**Aim**:
Update the stretch of rows from the line containing "For the dataset, pick out the young man in purple" through the end of the rows by replacing "stack of paper" with "pile of paper", leaving everything else unchanged. Return only those lines.

**Listed records**:
::::
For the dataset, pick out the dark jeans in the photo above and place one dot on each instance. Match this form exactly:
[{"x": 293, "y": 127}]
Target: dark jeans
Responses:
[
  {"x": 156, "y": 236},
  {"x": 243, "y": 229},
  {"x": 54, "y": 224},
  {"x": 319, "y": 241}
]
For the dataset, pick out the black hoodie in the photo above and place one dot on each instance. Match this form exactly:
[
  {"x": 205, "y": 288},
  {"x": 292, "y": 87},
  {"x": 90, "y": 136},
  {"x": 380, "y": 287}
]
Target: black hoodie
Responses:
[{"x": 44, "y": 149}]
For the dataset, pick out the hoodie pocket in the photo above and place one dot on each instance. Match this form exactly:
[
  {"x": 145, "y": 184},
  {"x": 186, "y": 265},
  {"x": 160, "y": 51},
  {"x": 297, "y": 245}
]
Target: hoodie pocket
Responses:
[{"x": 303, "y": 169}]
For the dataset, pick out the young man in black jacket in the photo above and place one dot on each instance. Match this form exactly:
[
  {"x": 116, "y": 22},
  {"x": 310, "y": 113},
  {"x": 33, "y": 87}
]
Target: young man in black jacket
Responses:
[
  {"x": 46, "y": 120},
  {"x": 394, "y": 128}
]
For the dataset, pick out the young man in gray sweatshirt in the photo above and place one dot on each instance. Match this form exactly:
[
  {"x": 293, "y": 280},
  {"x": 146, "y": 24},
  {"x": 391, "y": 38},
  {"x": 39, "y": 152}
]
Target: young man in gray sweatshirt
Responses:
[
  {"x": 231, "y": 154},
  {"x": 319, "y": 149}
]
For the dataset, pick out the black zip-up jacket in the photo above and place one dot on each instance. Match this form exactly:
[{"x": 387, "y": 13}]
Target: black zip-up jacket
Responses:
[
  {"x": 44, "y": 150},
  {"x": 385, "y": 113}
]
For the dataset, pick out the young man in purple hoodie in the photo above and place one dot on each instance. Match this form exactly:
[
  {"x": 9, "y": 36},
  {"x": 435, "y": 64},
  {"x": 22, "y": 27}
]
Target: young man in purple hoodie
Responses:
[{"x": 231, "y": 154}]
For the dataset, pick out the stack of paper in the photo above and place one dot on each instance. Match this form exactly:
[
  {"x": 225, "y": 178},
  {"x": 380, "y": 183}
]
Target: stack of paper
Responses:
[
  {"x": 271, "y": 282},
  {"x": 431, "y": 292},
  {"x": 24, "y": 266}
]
::::
**Task result**:
For the dataset, pick out the young man in purple hoodie in the photo above and place one dot on each instance. Match this form exactly:
[
  {"x": 9, "y": 36},
  {"x": 435, "y": 64},
  {"x": 22, "y": 27}
]
Target: young man in purple hoodie
Responses:
[{"x": 231, "y": 154}]
For the dataset, pick out the pile of paper in the photo above and place one dot on each instance. Match this form exactly:
[
  {"x": 225, "y": 178},
  {"x": 380, "y": 183}
]
Target: pile of paper
Responses:
[
  {"x": 271, "y": 282},
  {"x": 431, "y": 292},
  {"x": 24, "y": 266}
]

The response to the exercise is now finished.